* Action item:
From the data underneath, reproduce exactly the stretch that begins at the line with "Report the location of each instance of the white vertical" and ends after the line with "x=1251, y=104".

== Information supplied ==

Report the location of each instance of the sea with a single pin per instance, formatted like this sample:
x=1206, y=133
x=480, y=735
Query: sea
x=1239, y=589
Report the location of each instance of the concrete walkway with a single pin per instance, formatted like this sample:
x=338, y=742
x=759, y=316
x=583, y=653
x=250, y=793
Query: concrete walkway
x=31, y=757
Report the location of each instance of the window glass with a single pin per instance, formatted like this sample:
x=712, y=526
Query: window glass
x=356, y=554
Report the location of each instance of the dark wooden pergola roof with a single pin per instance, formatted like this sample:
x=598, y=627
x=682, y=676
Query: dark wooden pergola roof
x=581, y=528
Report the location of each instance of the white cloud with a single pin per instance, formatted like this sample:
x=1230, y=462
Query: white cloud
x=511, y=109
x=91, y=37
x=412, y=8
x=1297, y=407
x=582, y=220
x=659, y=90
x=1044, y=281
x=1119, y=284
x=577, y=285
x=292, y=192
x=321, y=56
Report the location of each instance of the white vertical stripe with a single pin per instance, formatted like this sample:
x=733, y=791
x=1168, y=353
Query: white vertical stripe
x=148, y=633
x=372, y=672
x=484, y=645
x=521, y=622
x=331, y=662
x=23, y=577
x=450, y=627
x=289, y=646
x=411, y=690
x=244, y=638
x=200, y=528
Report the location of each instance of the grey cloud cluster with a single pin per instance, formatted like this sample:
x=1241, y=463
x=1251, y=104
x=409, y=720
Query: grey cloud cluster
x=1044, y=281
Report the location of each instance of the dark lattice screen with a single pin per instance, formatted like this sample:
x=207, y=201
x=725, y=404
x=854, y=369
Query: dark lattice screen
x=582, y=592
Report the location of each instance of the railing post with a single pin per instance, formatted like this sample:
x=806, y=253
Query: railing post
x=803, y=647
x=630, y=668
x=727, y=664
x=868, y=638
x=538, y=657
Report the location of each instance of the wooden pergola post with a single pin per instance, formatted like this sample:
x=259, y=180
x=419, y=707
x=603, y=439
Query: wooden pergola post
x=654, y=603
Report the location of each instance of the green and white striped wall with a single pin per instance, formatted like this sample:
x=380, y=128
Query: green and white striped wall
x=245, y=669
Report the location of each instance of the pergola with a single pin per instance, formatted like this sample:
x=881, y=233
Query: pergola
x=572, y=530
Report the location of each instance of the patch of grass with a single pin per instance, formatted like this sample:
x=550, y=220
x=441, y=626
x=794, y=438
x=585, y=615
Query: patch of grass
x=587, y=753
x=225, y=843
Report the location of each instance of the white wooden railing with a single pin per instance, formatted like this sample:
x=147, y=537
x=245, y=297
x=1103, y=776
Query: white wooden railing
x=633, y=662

===

* Exercise result:
Report the location of each instance of the white vertical stripe with a single pin per instance, formatted like this sample:
x=733, y=791
x=1168, y=353
Query: white vertical stripe
x=148, y=633
x=372, y=672
x=484, y=645
x=521, y=622
x=331, y=662
x=23, y=577
x=450, y=627
x=289, y=646
x=411, y=690
x=244, y=638
x=200, y=528
Report the location of each instance of the grey cloud cluster with a single pin per instance, formatted like this sample:
x=1241, y=463
x=1251, y=104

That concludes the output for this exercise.